What you need to do: In the page text on Medicare telehealth updates, through what date did HR 7148 extend Medicare telehealth waivers?

[[ Page text open ]]

Telehealth Tuesday: Key Medicare Telehealth Updates From HR 7148 – What Providers Need to Know

Medicare telehealth policy just got more complex and more consequential. As widely reported, the passage of HR 7148, the Consolidated Appropriations Act, 2026, extended Medicare telehealth waivers through December 31, 2027. But the extension is only part of the story. Embedded within HR 7148 are four additional telehealth-related provisions that introduce new requirements, expand coverage, and direct federal agencies to take specific actions in the years ahead.

Here’s a breakdown of what providers and organizations should be aware of.

New Billing Modifiers for Third-Party Virtual Platforms

By 2027, the Centers for Medicare and Medicaid Services (CMS) will be required to create billing modifiers that identify when telehealth services are delivered through a contracted third-party virtual platform, and when services are billed “incident to” another professional service. Today’s existing modifiers, such as 95 for synchronous audio-visual and 93 for audio-only, capture the modality of the service. The new modifiers will capture how care is being delivered and by whom, giving CMS greater visibility into the types of telehealth arrangements being used across Medicare. These new modifiers are expected to appear in CMS’s 2027 Physician Fee Schedule (PFS) proposals, which are typically released each summer and open for public comment before a November final rule.

[[ Page text closed ]]
[[ Provided material open ]]

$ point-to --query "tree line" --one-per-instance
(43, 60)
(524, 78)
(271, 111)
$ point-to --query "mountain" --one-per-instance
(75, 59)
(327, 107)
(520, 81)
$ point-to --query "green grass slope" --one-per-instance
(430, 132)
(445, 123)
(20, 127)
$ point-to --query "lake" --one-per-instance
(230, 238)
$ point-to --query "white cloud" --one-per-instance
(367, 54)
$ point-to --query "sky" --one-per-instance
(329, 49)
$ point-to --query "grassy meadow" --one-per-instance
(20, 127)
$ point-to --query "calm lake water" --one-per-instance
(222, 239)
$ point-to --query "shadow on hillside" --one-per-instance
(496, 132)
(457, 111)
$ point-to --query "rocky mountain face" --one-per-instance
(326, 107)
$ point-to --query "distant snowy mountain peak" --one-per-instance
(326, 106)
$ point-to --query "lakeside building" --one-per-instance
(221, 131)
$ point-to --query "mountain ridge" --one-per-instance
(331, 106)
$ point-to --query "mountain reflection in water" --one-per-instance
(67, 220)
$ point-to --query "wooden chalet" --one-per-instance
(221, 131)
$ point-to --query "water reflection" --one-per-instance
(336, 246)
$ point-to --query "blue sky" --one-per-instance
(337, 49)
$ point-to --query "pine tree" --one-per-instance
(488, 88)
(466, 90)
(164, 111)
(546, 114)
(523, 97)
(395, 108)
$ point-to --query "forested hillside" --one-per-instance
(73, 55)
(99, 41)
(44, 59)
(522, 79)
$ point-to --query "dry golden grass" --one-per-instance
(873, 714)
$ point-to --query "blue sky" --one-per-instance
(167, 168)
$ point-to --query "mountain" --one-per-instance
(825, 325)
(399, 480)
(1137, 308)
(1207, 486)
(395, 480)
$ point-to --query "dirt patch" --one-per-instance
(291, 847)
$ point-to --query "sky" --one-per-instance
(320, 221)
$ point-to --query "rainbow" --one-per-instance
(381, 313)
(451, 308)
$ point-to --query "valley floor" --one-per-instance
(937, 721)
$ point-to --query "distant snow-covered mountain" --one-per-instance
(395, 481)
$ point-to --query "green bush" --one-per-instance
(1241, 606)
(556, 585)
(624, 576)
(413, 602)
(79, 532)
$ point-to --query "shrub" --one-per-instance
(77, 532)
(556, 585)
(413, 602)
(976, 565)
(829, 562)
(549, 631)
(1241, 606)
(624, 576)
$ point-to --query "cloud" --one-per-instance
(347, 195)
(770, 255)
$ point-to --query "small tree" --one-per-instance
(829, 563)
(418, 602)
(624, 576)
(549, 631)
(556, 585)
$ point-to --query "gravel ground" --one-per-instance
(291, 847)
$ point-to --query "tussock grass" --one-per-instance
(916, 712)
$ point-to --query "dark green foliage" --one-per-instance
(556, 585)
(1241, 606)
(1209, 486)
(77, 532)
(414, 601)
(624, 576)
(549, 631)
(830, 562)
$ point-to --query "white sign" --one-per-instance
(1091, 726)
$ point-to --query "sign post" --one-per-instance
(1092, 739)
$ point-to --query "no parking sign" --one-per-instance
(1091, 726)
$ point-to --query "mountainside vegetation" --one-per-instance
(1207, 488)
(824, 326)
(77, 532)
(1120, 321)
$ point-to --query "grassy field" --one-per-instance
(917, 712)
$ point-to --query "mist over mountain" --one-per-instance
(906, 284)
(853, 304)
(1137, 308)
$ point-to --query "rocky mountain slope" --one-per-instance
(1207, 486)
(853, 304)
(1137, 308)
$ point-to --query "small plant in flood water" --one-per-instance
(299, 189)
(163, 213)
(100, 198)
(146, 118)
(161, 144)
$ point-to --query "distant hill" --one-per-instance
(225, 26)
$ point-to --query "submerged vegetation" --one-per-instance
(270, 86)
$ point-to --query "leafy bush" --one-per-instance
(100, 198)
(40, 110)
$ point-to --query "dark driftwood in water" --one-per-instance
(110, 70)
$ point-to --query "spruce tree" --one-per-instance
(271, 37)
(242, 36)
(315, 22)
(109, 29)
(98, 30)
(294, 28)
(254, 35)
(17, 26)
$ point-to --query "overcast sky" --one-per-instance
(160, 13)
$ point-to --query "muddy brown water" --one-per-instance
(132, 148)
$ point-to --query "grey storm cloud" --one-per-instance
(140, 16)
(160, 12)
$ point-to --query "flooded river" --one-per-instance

[[ Provided material closed ]]

Task result: December 31, 2027